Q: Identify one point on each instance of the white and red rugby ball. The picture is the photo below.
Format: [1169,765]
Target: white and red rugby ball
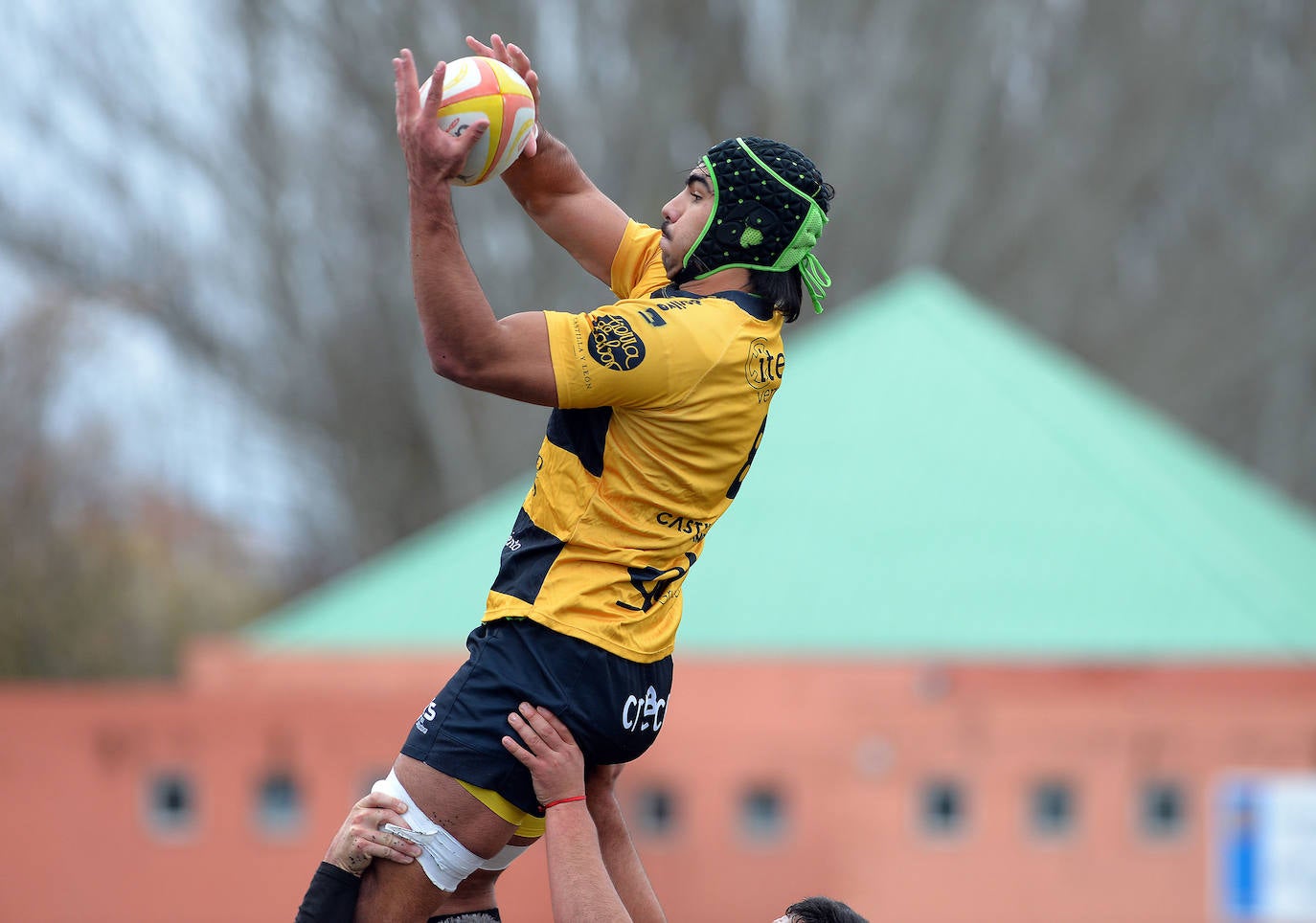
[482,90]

* * *

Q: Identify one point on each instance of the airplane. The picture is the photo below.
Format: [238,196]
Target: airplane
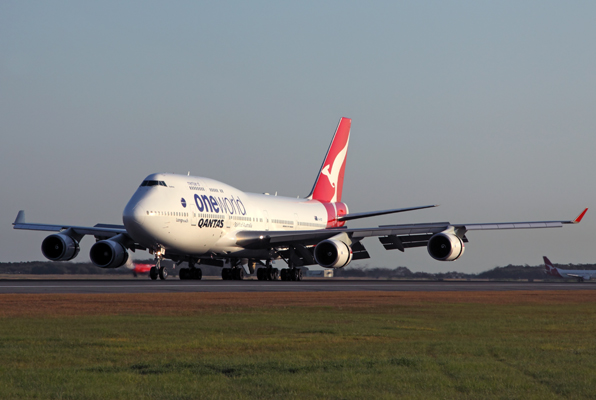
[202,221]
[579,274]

--

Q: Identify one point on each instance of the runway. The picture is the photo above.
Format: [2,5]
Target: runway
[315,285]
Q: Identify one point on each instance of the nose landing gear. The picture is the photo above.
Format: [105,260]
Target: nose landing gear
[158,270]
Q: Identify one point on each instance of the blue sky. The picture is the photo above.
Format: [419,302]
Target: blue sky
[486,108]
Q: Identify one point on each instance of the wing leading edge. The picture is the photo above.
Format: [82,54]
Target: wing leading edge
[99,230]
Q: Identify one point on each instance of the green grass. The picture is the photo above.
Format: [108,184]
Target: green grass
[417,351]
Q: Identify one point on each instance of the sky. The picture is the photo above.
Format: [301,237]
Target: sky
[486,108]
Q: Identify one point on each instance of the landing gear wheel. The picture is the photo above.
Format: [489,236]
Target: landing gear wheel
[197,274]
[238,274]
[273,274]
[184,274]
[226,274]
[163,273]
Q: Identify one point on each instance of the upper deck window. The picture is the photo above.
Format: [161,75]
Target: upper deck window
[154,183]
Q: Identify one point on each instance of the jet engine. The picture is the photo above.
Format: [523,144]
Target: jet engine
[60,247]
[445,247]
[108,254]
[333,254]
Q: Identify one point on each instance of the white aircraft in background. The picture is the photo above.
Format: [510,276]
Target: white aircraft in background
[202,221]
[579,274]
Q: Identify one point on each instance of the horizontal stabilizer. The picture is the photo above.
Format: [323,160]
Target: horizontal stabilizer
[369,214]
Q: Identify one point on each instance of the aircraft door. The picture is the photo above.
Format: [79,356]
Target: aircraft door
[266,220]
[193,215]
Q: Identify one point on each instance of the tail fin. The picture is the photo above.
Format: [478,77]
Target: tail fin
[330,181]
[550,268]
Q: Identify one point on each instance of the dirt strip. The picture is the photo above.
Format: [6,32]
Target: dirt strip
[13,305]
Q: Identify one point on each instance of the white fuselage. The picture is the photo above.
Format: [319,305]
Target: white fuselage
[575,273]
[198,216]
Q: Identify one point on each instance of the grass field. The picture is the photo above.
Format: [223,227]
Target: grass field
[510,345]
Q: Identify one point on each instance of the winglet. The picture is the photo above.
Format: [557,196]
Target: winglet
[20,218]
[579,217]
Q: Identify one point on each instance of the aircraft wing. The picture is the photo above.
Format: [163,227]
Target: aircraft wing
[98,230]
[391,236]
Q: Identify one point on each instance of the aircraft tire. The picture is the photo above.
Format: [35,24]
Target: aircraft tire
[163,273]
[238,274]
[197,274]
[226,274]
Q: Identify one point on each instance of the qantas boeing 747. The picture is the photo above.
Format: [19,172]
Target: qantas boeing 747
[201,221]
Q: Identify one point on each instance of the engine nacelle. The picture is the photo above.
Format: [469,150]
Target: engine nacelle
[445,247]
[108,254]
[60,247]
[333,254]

Exercise goal:
Scan the entries above for the string "below", and copy every line where it turns up.

The completed task:
Q: Identify one point on each instance of the white and red rugby ball. The picture is the photo below.
Q: Identify one point on each instance of the airplane. The picture is the photo below.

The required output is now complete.